Records provided
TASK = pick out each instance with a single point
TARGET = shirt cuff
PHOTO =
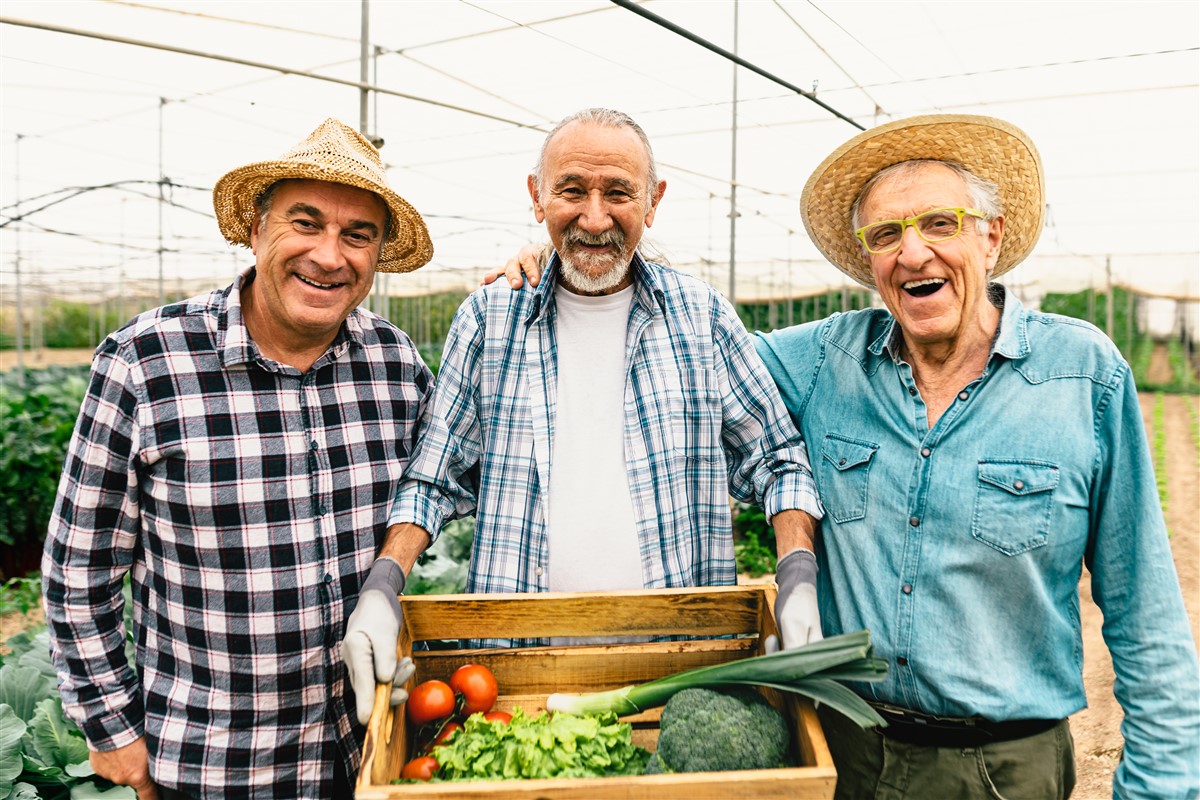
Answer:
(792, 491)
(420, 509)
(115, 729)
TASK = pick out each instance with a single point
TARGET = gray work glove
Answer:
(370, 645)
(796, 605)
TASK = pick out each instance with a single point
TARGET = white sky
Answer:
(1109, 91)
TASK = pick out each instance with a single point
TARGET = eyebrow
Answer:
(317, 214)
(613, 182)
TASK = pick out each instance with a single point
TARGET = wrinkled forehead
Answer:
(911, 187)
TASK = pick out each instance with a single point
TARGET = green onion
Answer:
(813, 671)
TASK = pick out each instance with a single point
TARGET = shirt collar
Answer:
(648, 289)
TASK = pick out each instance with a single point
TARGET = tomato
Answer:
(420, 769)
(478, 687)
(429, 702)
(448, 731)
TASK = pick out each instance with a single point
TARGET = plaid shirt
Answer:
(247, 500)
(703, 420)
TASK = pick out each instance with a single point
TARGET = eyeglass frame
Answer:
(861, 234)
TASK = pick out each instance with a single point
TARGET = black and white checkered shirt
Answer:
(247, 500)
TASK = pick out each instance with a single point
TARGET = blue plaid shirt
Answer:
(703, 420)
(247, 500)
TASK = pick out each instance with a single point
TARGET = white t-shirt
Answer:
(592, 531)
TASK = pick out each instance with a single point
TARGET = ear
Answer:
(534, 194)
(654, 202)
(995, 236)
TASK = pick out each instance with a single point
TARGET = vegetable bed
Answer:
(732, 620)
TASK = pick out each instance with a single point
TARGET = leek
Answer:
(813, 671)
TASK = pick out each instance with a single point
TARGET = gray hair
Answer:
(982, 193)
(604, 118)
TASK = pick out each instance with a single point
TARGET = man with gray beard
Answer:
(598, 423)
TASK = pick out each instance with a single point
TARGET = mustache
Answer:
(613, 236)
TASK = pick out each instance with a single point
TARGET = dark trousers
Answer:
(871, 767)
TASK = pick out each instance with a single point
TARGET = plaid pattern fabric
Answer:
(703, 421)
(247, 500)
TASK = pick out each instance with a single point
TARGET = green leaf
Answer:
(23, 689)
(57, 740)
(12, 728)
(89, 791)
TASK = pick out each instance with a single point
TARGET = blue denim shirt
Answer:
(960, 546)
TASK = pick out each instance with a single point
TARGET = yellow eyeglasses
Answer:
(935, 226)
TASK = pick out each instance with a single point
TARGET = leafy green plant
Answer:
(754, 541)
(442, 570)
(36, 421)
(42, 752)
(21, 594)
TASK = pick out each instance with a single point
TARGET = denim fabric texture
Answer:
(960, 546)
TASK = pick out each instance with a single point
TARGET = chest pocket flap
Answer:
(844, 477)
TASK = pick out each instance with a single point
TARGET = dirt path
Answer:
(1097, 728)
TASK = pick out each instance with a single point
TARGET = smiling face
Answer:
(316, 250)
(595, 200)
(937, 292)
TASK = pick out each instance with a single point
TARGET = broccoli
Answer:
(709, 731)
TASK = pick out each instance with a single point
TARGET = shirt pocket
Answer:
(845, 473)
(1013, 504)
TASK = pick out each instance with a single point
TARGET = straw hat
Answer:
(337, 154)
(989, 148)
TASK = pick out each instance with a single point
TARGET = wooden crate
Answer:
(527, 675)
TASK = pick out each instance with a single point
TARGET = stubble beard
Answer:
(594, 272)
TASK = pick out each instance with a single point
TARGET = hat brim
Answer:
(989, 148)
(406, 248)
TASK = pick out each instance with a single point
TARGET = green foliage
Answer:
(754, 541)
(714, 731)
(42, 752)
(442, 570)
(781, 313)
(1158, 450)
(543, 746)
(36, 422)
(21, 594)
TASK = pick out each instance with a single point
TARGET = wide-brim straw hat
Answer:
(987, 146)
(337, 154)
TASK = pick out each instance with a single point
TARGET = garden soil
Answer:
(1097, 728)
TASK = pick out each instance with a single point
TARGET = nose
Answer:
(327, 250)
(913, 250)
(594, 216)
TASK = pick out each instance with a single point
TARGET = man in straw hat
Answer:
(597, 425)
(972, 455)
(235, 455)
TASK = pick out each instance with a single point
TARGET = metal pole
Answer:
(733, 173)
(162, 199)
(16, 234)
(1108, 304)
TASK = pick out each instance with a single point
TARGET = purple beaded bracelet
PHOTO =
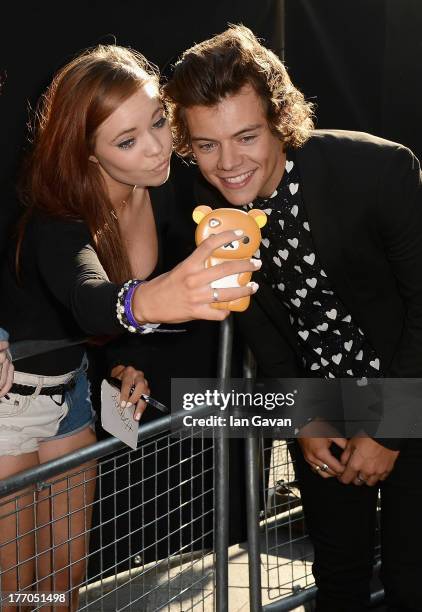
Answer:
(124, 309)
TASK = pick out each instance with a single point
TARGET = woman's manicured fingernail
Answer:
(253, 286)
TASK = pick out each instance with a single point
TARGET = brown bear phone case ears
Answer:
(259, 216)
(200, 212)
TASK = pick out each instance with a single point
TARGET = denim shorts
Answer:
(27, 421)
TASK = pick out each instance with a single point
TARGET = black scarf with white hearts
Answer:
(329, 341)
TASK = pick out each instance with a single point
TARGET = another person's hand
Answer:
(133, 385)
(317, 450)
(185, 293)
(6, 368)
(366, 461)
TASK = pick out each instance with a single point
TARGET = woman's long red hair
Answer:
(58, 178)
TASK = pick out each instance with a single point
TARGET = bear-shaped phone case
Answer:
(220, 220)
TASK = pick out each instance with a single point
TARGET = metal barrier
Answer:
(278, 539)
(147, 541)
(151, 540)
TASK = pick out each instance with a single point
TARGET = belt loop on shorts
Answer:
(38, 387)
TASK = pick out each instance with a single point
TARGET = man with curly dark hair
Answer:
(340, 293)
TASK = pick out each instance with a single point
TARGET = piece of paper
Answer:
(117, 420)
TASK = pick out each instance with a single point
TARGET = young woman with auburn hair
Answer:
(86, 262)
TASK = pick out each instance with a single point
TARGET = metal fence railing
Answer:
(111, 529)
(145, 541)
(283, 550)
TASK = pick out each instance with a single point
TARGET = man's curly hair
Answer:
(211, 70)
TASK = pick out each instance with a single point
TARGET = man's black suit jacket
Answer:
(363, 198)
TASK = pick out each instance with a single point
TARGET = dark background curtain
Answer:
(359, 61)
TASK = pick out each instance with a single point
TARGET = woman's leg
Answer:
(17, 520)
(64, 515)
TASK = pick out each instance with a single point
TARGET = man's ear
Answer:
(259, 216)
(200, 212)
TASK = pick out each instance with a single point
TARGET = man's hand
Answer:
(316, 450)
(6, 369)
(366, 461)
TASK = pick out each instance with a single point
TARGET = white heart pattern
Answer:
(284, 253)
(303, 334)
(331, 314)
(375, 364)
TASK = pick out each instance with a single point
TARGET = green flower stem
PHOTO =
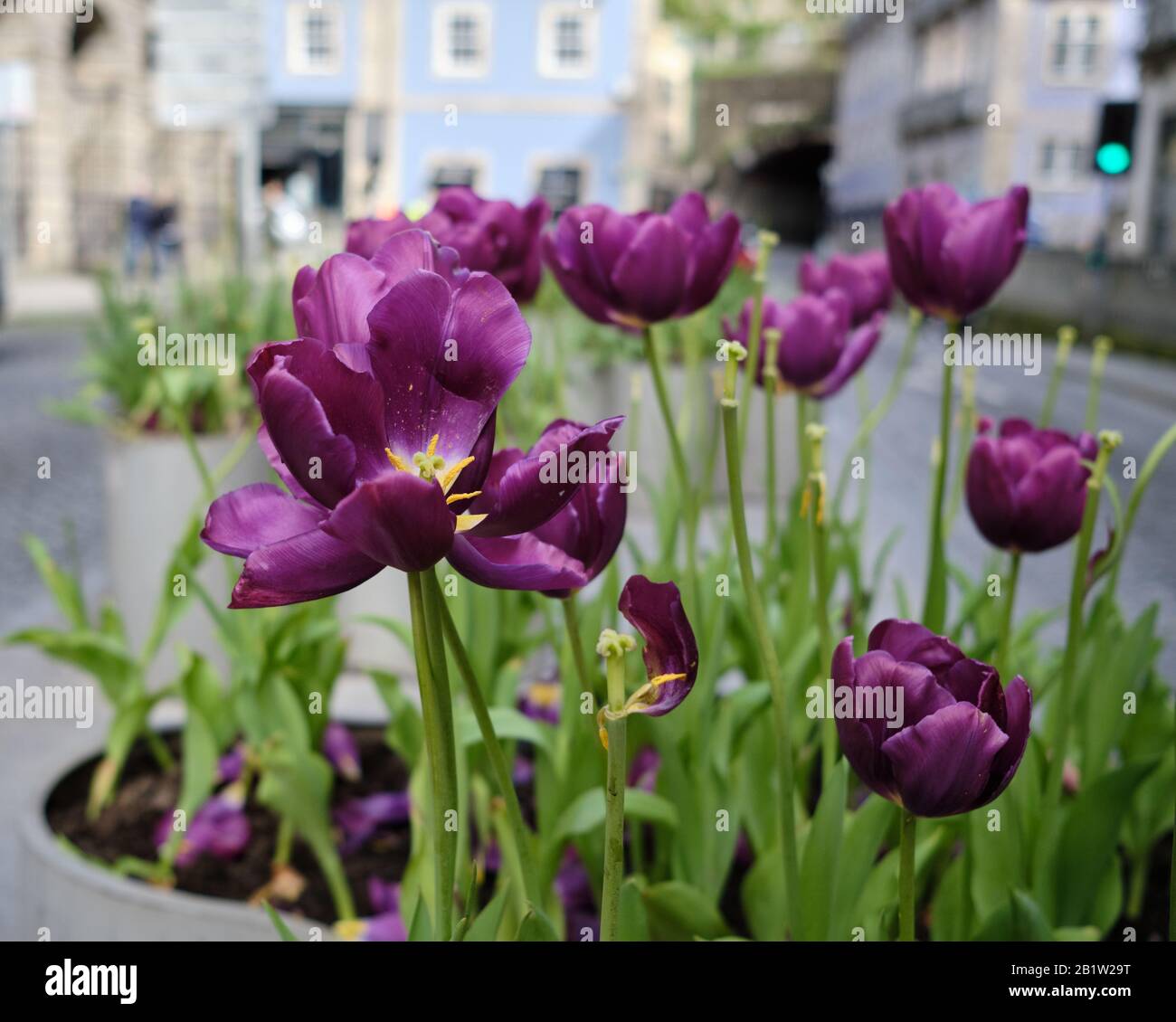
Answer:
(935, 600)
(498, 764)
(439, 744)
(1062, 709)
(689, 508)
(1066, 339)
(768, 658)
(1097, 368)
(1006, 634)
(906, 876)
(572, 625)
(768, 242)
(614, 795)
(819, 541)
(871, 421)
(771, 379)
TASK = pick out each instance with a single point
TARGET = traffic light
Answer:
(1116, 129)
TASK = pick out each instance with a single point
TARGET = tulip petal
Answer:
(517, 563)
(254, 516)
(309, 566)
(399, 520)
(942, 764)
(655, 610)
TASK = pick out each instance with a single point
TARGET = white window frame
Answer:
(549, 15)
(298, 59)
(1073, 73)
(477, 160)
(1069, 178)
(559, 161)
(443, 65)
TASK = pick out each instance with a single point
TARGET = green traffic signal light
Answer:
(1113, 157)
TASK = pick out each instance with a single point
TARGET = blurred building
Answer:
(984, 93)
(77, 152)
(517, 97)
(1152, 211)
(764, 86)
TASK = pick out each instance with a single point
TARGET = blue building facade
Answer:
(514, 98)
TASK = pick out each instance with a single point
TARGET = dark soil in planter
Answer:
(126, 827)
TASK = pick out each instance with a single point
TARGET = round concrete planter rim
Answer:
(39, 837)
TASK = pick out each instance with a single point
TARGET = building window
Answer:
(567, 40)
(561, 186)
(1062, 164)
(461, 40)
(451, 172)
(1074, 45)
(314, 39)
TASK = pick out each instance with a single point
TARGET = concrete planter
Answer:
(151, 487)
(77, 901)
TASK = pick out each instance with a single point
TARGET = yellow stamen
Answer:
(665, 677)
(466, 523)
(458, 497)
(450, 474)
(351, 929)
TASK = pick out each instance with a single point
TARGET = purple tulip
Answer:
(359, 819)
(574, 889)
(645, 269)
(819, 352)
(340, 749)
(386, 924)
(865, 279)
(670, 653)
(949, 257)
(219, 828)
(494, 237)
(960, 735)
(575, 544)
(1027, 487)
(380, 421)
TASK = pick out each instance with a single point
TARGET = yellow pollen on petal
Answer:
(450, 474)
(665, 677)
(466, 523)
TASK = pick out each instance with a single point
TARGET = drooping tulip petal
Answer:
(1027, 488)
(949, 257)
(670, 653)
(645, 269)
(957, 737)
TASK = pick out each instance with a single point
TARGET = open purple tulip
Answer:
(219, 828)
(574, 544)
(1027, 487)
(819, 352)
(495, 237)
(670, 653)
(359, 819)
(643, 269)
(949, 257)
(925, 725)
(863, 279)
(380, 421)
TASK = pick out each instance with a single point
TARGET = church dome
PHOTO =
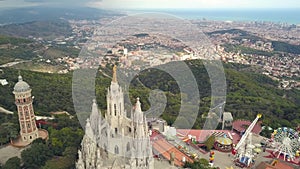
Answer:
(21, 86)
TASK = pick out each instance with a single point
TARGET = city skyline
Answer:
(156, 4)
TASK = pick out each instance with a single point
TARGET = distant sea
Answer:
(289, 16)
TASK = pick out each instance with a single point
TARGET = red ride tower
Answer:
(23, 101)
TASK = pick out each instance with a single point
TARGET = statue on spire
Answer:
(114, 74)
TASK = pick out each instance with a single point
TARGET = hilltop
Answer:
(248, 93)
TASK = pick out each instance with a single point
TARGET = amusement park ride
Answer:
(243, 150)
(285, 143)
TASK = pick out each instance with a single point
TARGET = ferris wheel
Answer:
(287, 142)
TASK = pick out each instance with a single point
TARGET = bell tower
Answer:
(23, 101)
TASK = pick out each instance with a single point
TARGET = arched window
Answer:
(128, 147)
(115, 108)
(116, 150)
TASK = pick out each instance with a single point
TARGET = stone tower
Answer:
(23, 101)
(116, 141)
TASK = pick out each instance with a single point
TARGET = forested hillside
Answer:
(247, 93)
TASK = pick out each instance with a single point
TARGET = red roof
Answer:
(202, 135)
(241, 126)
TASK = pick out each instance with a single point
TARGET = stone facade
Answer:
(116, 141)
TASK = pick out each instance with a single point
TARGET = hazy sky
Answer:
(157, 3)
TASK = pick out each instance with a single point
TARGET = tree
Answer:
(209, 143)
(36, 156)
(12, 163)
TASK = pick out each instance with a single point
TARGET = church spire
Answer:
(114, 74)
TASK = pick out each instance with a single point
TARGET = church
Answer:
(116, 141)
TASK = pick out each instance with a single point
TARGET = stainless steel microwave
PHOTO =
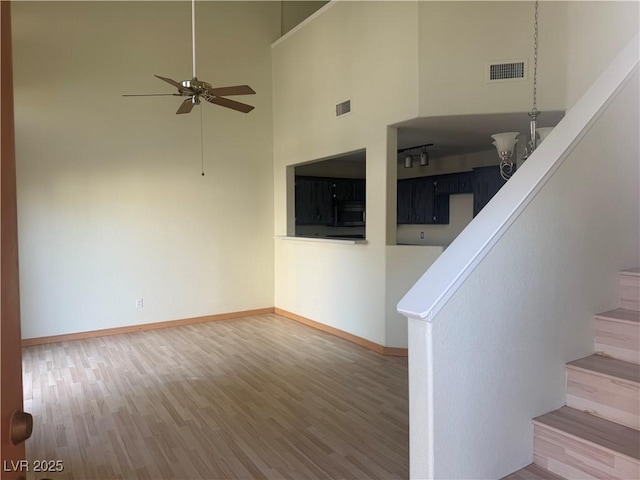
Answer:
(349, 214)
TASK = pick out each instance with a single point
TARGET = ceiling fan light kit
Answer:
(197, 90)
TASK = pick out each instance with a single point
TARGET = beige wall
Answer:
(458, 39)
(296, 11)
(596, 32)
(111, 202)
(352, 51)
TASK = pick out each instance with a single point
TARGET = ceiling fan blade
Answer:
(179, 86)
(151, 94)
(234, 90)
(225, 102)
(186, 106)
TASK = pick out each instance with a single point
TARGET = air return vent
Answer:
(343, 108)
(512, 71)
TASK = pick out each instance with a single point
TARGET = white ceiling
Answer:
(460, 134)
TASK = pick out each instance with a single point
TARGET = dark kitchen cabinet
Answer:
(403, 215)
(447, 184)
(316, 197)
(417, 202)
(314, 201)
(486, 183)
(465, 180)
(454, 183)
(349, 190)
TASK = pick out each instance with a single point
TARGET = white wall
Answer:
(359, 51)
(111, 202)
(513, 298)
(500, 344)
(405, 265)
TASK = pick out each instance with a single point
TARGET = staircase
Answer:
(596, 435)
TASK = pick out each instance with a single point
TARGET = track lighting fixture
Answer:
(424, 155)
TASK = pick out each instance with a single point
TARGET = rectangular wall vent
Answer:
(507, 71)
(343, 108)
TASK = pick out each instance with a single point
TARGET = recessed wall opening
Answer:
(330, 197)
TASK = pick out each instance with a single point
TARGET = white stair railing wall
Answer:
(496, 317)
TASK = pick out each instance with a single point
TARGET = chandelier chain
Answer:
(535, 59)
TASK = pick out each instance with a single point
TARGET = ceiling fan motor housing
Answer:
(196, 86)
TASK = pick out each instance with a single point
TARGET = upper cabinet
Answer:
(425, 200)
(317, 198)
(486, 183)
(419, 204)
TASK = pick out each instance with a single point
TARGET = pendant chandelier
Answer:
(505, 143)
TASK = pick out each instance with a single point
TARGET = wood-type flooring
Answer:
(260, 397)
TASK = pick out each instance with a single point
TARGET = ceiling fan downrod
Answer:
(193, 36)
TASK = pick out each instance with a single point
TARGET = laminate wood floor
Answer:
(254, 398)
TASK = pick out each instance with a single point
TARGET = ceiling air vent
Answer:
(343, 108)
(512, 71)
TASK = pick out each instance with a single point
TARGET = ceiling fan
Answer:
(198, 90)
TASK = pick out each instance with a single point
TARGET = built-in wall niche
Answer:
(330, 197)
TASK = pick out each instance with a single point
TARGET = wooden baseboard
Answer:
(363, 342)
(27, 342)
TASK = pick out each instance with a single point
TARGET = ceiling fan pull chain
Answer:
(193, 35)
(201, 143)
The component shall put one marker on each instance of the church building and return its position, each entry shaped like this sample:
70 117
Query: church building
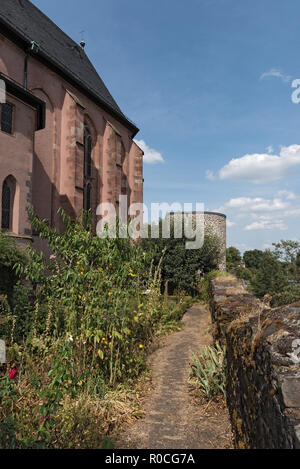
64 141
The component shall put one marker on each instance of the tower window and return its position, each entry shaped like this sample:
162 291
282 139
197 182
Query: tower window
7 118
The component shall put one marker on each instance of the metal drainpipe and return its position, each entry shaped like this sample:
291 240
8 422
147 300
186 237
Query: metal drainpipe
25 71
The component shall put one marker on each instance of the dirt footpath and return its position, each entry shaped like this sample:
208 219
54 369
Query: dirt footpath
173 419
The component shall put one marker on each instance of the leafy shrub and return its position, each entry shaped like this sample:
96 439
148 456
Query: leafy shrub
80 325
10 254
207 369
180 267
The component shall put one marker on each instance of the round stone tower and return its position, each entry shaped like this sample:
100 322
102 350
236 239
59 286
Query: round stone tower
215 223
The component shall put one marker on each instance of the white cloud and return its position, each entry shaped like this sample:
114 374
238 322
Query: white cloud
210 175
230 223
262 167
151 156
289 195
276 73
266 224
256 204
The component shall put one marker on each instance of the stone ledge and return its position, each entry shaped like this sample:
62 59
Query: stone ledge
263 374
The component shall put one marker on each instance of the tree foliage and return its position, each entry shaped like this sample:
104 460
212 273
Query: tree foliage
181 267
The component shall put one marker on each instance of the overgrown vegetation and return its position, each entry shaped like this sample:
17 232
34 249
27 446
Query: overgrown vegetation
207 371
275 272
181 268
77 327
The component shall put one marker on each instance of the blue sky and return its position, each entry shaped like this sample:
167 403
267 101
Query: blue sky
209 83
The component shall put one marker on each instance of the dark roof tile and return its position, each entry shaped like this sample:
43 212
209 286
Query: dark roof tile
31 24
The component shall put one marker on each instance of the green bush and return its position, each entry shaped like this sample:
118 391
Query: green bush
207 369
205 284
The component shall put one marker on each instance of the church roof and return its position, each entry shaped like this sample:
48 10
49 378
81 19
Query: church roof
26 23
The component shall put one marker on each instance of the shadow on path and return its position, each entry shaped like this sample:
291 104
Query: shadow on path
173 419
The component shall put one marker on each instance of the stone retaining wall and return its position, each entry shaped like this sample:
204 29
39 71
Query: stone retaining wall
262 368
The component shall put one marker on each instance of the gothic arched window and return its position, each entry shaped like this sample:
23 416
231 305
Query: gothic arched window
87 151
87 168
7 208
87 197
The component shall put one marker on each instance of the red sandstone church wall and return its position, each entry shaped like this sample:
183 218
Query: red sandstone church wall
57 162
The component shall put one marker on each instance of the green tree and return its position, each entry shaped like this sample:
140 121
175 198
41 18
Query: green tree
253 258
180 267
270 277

What the exercise asks
Copy each line exactly, from the line containing "of the gothic" down to the last line of the material, and no other lines.

Exercise result
The component shall put one marker on each instance of the gothic arched window and return its position, each entry shaped like this sample:
23 416
231 305
Query: gothic arched window
87 151
87 168
7 208
87 197
The component shall put one marker on each instance of the red sandstone church wall and return its position, each entry shaped like this sample:
183 218
Query: red sandstone church wall
57 162
The component shall put one marker on each instance of the green tree and return its position, each entry shaped like this sample:
140 121
175 198
41 18
Query: green tree
253 258
180 267
270 277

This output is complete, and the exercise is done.